— begin —
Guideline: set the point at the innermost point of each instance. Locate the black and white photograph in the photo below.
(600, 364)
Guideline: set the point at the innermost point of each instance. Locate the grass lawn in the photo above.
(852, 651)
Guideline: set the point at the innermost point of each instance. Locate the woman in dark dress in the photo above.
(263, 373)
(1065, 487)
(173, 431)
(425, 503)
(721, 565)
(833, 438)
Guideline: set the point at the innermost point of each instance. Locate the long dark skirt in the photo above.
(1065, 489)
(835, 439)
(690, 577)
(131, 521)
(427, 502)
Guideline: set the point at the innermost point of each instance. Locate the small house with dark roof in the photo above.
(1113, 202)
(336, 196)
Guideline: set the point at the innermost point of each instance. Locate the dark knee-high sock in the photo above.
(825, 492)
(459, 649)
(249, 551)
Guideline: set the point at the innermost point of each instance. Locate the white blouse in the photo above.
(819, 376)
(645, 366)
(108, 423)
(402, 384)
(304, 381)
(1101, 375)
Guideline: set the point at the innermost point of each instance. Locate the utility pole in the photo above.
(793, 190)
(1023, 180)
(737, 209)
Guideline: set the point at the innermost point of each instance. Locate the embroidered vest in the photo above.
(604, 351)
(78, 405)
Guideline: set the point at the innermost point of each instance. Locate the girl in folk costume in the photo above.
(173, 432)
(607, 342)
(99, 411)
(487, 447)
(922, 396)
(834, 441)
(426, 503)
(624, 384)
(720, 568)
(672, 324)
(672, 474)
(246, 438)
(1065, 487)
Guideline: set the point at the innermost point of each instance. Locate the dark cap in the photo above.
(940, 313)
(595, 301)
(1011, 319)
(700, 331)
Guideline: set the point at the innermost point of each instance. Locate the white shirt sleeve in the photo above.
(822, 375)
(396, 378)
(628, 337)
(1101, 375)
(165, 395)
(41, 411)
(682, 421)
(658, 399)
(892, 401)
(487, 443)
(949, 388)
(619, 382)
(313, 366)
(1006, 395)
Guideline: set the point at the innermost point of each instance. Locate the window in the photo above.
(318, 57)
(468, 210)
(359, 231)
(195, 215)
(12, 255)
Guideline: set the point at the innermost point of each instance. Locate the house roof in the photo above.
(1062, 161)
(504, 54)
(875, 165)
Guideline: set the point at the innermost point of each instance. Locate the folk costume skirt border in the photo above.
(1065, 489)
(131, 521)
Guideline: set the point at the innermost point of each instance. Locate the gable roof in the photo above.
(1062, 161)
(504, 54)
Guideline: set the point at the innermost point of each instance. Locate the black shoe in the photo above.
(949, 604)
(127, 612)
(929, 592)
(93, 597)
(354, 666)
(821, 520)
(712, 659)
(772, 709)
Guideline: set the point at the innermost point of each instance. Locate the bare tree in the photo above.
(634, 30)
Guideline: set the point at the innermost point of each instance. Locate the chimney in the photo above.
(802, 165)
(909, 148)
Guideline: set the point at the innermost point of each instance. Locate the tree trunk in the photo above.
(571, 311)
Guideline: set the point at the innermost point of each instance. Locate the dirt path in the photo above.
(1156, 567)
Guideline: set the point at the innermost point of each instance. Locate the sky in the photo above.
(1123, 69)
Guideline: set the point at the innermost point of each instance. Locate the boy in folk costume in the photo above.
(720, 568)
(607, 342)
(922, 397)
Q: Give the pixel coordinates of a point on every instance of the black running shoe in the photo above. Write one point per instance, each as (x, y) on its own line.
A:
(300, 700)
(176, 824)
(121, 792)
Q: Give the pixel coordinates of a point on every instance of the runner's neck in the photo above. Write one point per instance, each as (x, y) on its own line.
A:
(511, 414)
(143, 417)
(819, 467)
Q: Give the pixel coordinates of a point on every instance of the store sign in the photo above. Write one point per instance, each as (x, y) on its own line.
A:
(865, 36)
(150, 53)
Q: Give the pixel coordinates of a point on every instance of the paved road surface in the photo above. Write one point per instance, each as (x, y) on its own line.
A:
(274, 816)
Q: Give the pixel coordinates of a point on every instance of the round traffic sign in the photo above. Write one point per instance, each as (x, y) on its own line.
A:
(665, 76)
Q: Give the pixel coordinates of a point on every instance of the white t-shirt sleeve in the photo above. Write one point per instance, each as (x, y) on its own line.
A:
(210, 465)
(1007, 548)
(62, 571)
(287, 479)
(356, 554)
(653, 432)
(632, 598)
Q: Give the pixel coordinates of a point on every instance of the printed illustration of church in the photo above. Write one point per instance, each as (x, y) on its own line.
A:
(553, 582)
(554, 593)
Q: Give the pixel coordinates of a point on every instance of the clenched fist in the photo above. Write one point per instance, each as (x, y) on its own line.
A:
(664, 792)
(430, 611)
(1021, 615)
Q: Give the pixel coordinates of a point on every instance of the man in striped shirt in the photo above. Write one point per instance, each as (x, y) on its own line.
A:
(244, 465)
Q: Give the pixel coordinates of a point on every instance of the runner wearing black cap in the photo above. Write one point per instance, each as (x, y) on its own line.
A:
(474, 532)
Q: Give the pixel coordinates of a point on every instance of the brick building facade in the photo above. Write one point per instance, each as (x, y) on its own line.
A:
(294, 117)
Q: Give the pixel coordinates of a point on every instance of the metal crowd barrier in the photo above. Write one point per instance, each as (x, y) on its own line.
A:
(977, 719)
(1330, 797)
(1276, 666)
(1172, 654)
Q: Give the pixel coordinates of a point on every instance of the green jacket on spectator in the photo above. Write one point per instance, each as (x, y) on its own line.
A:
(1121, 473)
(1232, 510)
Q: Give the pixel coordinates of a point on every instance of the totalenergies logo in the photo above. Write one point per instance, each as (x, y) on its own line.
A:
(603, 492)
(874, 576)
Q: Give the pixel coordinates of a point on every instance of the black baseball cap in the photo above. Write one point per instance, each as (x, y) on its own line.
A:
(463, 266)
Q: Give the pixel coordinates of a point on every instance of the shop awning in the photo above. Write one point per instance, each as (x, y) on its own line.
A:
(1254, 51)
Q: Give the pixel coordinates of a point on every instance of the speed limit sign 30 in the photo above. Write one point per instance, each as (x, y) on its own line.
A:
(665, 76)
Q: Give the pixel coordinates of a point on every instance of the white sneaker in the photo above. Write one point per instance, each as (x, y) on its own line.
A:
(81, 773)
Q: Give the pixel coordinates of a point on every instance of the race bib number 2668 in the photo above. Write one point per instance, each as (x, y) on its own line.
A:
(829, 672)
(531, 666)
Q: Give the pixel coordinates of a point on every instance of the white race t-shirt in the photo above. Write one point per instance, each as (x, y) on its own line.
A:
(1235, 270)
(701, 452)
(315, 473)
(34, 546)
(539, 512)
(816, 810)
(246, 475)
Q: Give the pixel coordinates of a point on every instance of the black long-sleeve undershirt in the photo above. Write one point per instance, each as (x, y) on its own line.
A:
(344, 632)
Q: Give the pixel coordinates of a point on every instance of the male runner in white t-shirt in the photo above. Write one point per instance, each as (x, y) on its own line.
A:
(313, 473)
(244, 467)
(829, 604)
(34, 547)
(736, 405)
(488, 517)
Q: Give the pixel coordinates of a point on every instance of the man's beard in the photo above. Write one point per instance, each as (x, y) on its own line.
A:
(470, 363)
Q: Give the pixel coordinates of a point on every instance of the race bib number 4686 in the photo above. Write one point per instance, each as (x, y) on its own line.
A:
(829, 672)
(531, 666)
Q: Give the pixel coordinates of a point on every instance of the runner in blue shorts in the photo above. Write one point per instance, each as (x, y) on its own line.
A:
— end —
■ **Description of the task**:
Reproduce verbatim every line of the material from the line containing "bib number 4686" through the final line, including both of those lines.

■ **Exercise answer**:
Q: Give the pixel coordinates of a point on every instance of the race bib number 4686 in the photo above. Write one point per instance, each as (x, y) on its own line.
A:
(829, 672)
(531, 666)
Q: Give the pixel coordinates of a point on every instance of the runner in blue shorts in the photo above. Write one point per instance, each as (x, y) on its own line.
A:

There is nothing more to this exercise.